== Task details ==
Report each line of the data below in which "trunk" appears.

[Saved entries]
☆ ☆ ☆ ☆
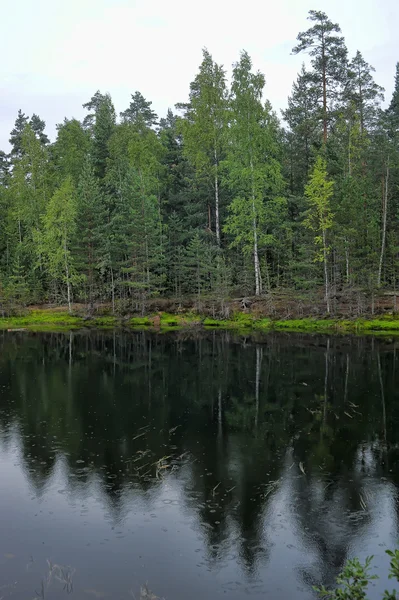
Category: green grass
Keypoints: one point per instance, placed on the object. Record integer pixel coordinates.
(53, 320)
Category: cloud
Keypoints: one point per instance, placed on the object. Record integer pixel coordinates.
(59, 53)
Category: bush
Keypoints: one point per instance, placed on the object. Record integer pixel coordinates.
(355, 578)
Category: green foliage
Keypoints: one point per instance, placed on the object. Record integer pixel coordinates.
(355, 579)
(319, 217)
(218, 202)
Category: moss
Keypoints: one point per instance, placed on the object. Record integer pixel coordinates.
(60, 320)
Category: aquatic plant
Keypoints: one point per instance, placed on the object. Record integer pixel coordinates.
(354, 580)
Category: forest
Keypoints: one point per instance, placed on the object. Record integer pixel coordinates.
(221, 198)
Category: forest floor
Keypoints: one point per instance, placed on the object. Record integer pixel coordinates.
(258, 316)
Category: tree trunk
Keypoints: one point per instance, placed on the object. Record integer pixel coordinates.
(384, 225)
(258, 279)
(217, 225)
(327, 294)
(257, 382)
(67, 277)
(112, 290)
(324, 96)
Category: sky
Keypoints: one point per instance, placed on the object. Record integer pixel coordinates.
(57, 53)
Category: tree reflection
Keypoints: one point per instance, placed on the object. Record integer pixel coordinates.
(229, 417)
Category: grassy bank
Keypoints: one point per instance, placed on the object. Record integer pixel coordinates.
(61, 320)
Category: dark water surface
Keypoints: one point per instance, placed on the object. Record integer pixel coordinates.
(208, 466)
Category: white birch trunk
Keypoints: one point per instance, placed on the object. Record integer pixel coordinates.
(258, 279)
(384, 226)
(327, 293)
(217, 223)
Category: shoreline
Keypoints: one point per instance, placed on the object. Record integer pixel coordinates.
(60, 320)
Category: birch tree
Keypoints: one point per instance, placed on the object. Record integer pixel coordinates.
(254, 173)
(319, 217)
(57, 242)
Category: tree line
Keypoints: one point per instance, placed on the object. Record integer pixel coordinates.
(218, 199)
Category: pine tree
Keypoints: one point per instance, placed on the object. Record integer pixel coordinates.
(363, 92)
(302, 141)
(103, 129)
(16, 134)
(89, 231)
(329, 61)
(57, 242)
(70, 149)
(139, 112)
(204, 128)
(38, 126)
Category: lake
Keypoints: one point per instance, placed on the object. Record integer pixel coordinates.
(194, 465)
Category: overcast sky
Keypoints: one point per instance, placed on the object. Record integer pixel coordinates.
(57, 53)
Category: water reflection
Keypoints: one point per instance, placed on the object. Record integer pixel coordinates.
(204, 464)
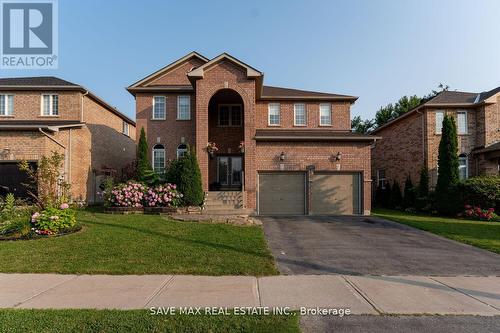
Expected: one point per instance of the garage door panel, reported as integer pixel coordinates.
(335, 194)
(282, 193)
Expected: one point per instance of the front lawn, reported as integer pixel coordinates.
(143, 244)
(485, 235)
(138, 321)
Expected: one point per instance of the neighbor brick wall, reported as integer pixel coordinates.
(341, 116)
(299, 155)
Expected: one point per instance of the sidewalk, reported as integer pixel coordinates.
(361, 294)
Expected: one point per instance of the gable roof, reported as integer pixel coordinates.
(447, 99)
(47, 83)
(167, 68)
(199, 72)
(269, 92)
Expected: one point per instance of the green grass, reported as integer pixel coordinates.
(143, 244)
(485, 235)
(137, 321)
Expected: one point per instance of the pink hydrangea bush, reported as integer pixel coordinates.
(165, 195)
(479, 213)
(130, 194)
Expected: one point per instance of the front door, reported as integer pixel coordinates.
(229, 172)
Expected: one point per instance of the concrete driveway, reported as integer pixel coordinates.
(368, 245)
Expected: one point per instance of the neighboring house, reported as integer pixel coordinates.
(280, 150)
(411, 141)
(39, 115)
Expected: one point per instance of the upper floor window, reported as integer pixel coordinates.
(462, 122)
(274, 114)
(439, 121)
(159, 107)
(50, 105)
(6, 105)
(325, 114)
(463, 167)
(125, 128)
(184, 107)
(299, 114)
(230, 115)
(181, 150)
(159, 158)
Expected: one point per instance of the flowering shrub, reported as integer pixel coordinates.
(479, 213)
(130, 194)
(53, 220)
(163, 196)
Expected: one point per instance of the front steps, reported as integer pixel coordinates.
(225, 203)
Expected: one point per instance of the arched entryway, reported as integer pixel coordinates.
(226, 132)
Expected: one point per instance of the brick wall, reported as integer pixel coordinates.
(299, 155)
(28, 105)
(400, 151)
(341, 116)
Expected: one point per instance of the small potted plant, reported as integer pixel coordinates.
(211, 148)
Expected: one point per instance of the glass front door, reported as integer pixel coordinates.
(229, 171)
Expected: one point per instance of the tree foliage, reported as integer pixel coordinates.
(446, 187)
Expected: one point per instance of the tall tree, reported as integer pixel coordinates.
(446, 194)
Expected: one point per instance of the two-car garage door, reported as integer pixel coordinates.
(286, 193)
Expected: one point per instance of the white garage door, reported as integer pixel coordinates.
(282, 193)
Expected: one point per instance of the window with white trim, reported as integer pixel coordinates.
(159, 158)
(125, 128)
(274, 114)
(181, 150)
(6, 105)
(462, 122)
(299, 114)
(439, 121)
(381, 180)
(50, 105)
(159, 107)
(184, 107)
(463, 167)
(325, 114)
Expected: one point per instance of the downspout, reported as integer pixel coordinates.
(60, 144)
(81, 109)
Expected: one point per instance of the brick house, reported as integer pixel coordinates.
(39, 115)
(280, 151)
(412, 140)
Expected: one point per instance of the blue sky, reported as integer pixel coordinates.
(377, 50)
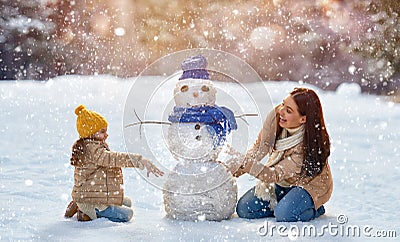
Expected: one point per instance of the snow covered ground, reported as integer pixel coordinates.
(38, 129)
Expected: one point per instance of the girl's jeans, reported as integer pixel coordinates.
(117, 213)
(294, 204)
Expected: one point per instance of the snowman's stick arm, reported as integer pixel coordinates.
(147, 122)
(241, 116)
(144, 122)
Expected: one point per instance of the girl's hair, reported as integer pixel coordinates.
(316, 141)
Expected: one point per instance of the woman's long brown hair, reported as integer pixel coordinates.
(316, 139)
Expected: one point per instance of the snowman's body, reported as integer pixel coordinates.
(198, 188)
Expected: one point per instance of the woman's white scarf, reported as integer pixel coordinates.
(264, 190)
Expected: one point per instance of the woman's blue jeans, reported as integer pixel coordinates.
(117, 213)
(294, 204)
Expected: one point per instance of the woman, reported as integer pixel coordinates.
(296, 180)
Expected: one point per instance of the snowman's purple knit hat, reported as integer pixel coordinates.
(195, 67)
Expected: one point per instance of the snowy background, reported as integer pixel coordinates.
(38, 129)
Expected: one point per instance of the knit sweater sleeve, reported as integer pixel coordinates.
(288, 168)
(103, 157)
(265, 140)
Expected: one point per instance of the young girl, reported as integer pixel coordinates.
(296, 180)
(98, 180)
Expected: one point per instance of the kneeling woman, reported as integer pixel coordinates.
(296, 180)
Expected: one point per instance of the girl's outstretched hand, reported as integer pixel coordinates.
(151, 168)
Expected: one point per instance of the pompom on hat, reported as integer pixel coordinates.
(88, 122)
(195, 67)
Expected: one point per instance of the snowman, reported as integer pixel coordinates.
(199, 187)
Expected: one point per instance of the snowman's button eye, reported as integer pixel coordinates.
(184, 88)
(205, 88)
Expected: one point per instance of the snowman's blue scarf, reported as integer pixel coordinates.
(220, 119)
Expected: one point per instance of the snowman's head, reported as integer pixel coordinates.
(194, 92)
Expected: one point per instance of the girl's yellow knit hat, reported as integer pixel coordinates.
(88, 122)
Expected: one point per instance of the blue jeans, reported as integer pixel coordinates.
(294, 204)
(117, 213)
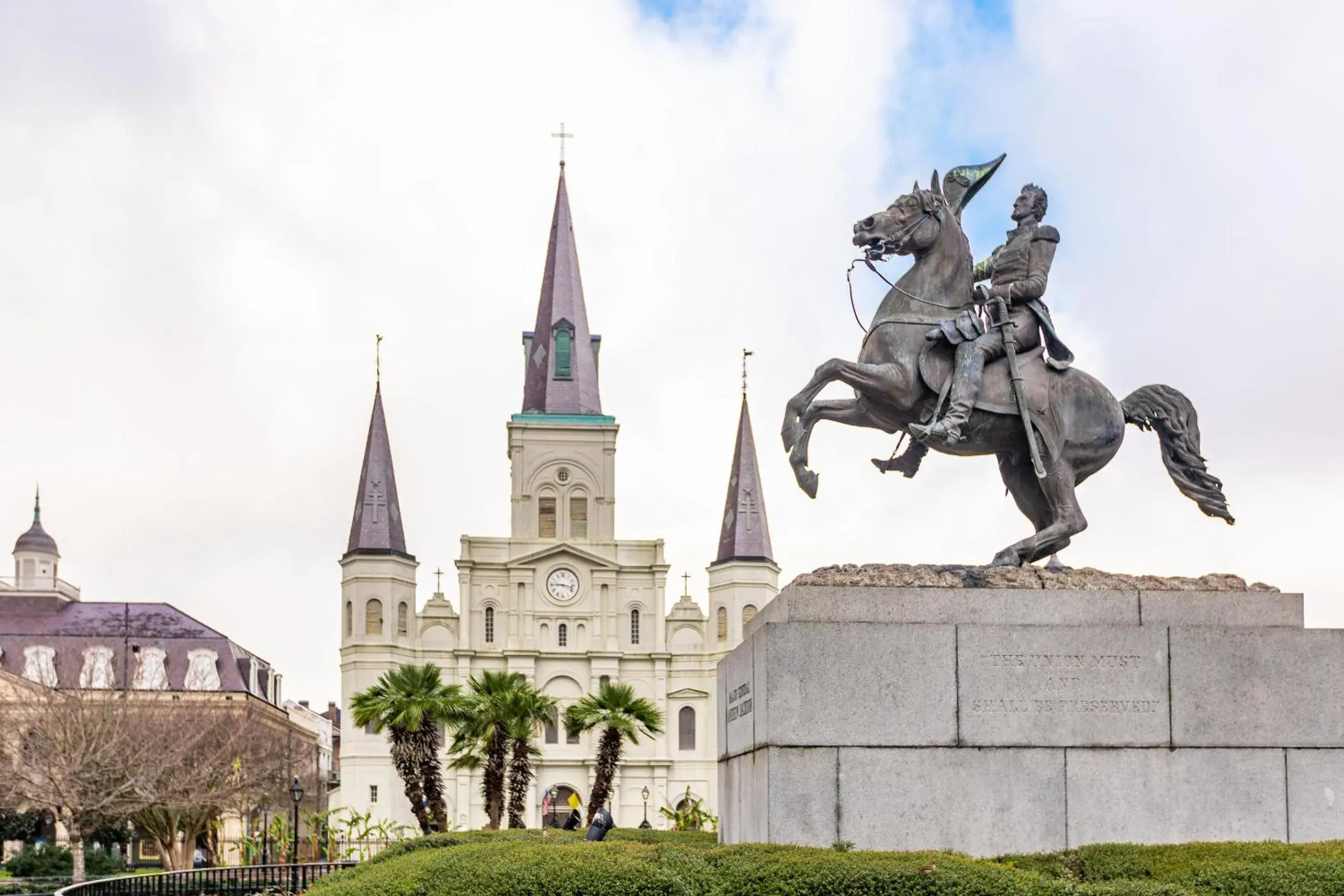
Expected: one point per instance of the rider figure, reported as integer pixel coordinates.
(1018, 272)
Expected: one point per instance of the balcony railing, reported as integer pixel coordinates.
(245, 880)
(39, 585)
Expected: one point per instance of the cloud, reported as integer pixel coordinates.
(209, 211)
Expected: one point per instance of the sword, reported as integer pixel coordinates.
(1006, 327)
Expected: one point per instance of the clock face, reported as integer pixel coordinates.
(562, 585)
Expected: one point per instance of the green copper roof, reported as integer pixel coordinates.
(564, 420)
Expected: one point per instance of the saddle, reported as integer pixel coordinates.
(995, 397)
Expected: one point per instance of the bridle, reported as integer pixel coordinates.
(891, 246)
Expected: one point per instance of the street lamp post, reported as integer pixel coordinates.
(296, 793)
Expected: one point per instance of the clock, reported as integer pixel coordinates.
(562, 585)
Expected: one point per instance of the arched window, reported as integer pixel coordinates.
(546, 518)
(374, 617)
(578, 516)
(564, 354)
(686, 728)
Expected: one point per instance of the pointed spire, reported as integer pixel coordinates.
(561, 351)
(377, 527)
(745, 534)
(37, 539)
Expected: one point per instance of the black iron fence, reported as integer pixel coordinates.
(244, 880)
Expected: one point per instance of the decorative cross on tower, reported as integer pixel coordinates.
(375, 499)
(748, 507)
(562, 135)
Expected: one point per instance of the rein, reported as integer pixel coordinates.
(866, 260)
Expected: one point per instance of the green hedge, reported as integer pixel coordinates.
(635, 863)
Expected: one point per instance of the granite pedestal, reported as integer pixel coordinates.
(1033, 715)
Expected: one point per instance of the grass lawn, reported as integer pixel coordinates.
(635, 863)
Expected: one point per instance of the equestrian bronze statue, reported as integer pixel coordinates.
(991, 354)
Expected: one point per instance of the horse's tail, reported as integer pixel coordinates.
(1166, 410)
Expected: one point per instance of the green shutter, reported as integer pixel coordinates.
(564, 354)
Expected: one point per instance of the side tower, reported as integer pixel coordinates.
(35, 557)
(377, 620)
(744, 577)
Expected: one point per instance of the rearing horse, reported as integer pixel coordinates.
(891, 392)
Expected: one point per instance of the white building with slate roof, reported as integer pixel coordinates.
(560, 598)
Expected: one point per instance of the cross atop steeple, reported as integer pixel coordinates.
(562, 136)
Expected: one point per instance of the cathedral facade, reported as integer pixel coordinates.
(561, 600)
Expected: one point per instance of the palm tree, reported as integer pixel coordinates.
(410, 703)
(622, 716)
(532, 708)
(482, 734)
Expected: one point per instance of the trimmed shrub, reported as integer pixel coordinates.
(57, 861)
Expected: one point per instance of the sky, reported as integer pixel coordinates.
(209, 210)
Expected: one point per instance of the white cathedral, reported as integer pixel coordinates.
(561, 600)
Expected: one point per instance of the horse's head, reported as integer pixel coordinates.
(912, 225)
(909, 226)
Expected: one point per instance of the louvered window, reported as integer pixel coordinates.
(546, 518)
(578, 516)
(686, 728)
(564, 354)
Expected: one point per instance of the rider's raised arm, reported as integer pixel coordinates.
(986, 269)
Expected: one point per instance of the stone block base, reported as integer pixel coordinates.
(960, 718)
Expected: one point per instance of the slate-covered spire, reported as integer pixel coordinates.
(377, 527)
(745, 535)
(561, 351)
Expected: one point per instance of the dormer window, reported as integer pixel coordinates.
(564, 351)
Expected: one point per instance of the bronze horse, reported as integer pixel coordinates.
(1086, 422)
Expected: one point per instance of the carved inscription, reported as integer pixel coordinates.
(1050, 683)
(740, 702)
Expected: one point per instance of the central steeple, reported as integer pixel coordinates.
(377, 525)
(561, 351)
☆ ☆ ☆ ☆
== Answer for this exercise ==
Category: tree trunk
Category: white birch trunk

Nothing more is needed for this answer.